(begin)

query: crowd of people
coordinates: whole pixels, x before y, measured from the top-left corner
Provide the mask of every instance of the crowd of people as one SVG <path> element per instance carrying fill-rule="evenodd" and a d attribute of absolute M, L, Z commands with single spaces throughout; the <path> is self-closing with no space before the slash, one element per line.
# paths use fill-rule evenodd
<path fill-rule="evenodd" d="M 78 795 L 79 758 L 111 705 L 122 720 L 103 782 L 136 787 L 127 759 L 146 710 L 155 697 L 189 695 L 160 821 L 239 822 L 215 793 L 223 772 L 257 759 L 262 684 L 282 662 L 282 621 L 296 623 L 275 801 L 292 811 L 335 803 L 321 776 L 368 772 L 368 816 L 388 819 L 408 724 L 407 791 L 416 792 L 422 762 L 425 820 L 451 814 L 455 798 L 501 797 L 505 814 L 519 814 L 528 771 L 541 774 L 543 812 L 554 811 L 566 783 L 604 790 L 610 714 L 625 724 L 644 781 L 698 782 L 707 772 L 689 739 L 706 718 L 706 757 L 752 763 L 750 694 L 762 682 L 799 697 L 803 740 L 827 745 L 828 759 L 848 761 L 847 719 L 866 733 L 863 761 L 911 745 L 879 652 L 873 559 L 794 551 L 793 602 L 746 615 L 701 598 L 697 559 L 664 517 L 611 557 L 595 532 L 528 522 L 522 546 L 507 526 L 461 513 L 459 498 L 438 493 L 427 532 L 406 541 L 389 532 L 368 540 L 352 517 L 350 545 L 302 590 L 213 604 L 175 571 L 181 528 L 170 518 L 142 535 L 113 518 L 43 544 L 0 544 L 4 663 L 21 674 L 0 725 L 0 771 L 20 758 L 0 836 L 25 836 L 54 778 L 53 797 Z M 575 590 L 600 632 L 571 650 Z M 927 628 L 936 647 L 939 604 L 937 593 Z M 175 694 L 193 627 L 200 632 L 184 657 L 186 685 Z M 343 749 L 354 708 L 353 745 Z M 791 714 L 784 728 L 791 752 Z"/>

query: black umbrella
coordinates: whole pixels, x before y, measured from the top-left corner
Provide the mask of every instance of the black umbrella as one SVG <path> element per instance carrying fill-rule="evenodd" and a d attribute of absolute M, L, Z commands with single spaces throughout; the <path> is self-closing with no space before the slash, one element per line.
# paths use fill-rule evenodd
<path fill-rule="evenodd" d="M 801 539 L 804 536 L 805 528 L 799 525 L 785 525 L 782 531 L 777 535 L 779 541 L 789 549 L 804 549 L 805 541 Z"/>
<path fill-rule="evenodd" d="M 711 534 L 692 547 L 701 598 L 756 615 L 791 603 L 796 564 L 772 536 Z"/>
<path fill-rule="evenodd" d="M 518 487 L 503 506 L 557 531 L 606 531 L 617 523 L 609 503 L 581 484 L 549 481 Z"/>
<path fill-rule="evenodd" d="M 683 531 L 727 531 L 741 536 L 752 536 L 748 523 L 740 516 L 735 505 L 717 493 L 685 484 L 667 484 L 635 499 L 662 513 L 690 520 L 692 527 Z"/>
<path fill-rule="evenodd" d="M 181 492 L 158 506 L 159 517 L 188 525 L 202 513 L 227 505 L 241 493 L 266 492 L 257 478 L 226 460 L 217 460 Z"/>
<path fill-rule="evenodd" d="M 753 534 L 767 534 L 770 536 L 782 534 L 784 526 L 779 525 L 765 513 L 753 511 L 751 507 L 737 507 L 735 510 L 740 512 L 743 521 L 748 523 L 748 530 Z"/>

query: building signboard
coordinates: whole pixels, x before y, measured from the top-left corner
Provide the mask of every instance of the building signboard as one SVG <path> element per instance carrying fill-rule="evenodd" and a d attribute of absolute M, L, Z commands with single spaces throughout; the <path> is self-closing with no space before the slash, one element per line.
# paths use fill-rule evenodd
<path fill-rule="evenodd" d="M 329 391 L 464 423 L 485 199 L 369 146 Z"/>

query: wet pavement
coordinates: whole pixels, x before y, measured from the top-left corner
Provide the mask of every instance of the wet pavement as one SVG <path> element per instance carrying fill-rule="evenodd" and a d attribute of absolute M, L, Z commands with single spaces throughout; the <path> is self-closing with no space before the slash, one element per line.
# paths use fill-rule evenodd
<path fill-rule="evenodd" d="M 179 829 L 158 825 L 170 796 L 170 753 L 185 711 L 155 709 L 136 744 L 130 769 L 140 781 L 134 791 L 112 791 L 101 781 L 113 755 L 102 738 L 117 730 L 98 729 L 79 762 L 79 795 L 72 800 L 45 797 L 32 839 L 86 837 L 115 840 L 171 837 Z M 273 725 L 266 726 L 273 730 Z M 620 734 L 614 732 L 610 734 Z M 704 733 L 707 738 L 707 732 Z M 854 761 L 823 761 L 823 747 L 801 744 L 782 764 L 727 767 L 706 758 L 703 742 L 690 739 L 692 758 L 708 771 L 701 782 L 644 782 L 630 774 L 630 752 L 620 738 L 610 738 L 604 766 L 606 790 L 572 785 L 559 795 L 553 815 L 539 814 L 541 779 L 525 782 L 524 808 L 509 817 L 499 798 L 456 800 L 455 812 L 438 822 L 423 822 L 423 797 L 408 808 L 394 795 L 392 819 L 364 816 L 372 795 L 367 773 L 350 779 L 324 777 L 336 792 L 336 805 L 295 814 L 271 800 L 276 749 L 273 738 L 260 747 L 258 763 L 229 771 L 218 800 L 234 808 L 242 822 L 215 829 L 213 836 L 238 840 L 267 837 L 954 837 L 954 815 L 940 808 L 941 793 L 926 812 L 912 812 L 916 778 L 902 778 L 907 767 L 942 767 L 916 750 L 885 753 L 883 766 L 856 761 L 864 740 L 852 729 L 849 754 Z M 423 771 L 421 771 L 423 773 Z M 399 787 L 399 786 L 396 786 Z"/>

(end)

WHAT THE TASK REQUIRES
Can you turn every line of the items above into a JSON array of strings, one string per line, leaving out blank lines?

FINISHED TASK
[
  "query: crowd of people",
  "coordinates: whole pixels, x before y, measured from the top-left corner",
  "Provide the mask of every instance of the crowd of people as one SVG <path> element per instance carrying fill-rule=\"evenodd\" and a d attribute of absolute M, L, Z commands with single spaces throughout; the <path> is self-closing with no space before the slash, one element per line.",
  "# paths use fill-rule evenodd",
  "<path fill-rule=\"evenodd\" d=\"M 78 795 L 79 758 L 111 705 L 122 720 L 103 782 L 136 787 L 127 759 L 146 710 L 155 697 L 189 695 L 160 821 L 239 822 L 215 793 L 223 772 L 257 759 L 262 684 L 282 662 L 282 621 L 296 623 L 275 801 L 292 811 L 335 803 L 321 776 L 368 772 L 368 816 L 388 819 L 408 724 L 407 791 L 416 792 L 422 762 L 425 820 L 451 814 L 455 798 L 501 797 L 505 814 L 519 814 L 528 771 L 541 774 L 543 812 L 554 811 L 566 783 L 604 790 L 610 714 L 625 724 L 644 781 L 698 782 L 707 772 L 689 739 L 706 718 L 706 757 L 752 763 L 750 694 L 762 682 L 799 697 L 803 740 L 827 745 L 828 759 L 848 761 L 847 719 L 866 733 L 863 761 L 911 745 L 879 652 L 873 559 L 794 551 L 793 602 L 746 615 L 701 598 L 697 559 L 664 517 L 611 557 L 595 532 L 528 522 L 522 546 L 507 526 L 461 513 L 459 498 L 438 493 L 427 532 L 406 541 L 389 532 L 368 540 L 352 517 L 350 545 L 302 590 L 213 604 L 175 571 L 181 528 L 170 518 L 142 535 L 113 518 L 43 544 L 0 544 L 4 663 L 21 674 L 0 725 L 0 771 L 20 758 L 0 836 L 25 836 L 54 778 L 53 797 Z M 575 590 L 600 632 L 571 650 Z M 927 628 L 936 647 L 939 604 L 937 593 Z M 175 694 L 193 627 L 200 632 L 184 657 L 186 685 Z M 343 749 L 354 708 L 353 745 Z M 791 714 L 784 728 L 791 752 Z\"/>",
  "query: black umbrella",
  "coordinates: whole pixels, x before y, measured from the top-left corner",
  "Provide the mask of every instance of the black umbrella as one SVG <path> element per instance carrying fill-rule=\"evenodd\" and a d attribute of absolute M, L, Z commands with single spaces throughout; the <path> is self-closing with no space before the slash, one element per line.",
  "# paths use fill-rule evenodd",
  "<path fill-rule=\"evenodd\" d=\"M 801 539 L 804 536 L 805 528 L 799 525 L 785 525 L 782 531 L 777 535 L 779 541 L 789 549 L 804 549 L 805 541 Z\"/>",
  "<path fill-rule=\"evenodd\" d=\"M 711 534 L 692 547 L 701 598 L 756 615 L 791 603 L 796 564 L 772 536 Z\"/>",
  "<path fill-rule=\"evenodd\" d=\"M 518 487 L 503 506 L 557 531 L 606 531 L 617 523 L 609 503 L 581 484 L 549 481 Z\"/>",
  "<path fill-rule=\"evenodd\" d=\"M 683 531 L 727 531 L 741 536 L 752 536 L 748 523 L 740 516 L 735 505 L 717 493 L 685 484 L 667 484 L 635 499 L 662 513 L 690 520 L 692 527 Z\"/>",
  "<path fill-rule=\"evenodd\" d=\"M 181 492 L 158 506 L 159 517 L 188 525 L 202 513 L 227 505 L 241 493 L 266 492 L 257 478 L 226 460 L 217 460 Z\"/>",
  "<path fill-rule=\"evenodd\" d=\"M 753 534 L 767 534 L 770 536 L 782 534 L 784 526 L 779 525 L 765 513 L 753 511 L 751 507 L 737 507 L 735 510 L 740 512 L 743 521 L 748 523 L 748 530 Z\"/>",
  "query: building signboard",
  "coordinates: whole pixels, x before y, measured from the top-left corner",
  "Provide the mask of every instance of the building signboard as one SVG <path> element per instance carrying fill-rule=\"evenodd\" and a d attribute of absolute M, L, Z commands with single spaces throughout; the <path> is self-closing with no space before the slash, one element per line.",
  "# paths use fill-rule evenodd",
  "<path fill-rule=\"evenodd\" d=\"M 329 391 L 464 423 L 485 199 L 369 146 Z\"/>",
  "query: wet pavement",
  "coordinates: whole pixels, x before y, measured from the top-left corner",
  "Provide the mask of every instance of the wet pavement as one SVG <path> element per instance carrying fill-rule=\"evenodd\" and a d attribute of absolute M, L, Z commands with single spaces throughout; the <path> is self-closing with no space before the slash, one element per line.",
  "# paths use fill-rule evenodd",
  "<path fill-rule=\"evenodd\" d=\"M 179 829 L 158 825 L 170 796 L 170 753 L 185 711 L 155 709 L 136 744 L 130 769 L 140 781 L 134 791 L 112 791 L 101 781 L 113 755 L 102 738 L 117 730 L 98 729 L 79 762 L 79 795 L 72 800 L 45 797 L 32 839 L 86 837 L 115 840 L 171 837 Z M 273 725 L 266 726 L 273 730 Z M 620 734 L 614 732 L 610 734 Z M 704 733 L 707 738 L 707 732 Z M 854 761 L 823 761 L 823 747 L 801 744 L 782 764 L 727 767 L 706 758 L 703 742 L 690 739 L 692 758 L 708 771 L 701 782 L 644 782 L 630 774 L 630 752 L 620 738 L 610 738 L 604 766 L 606 790 L 572 785 L 559 795 L 553 815 L 539 814 L 541 779 L 525 782 L 524 808 L 509 817 L 499 798 L 456 800 L 455 812 L 438 822 L 423 822 L 423 797 L 408 808 L 394 795 L 392 819 L 364 816 L 372 795 L 367 773 L 350 779 L 324 777 L 336 792 L 336 805 L 295 814 L 271 800 L 276 749 L 273 738 L 260 747 L 258 763 L 229 771 L 218 800 L 234 808 L 242 822 L 215 829 L 213 836 L 238 840 L 267 837 L 954 837 L 954 815 L 940 808 L 941 793 L 926 812 L 912 812 L 916 778 L 902 778 L 907 767 L 942 767 L 916 750 L 885 753 L 883 766 L 856 761 L 864 740 L 852 729 L 849 754 Z M 423 771 L 421 771 L 423 773 Z M 399 787 L 399 786 L 396 786 Z\"/>"
]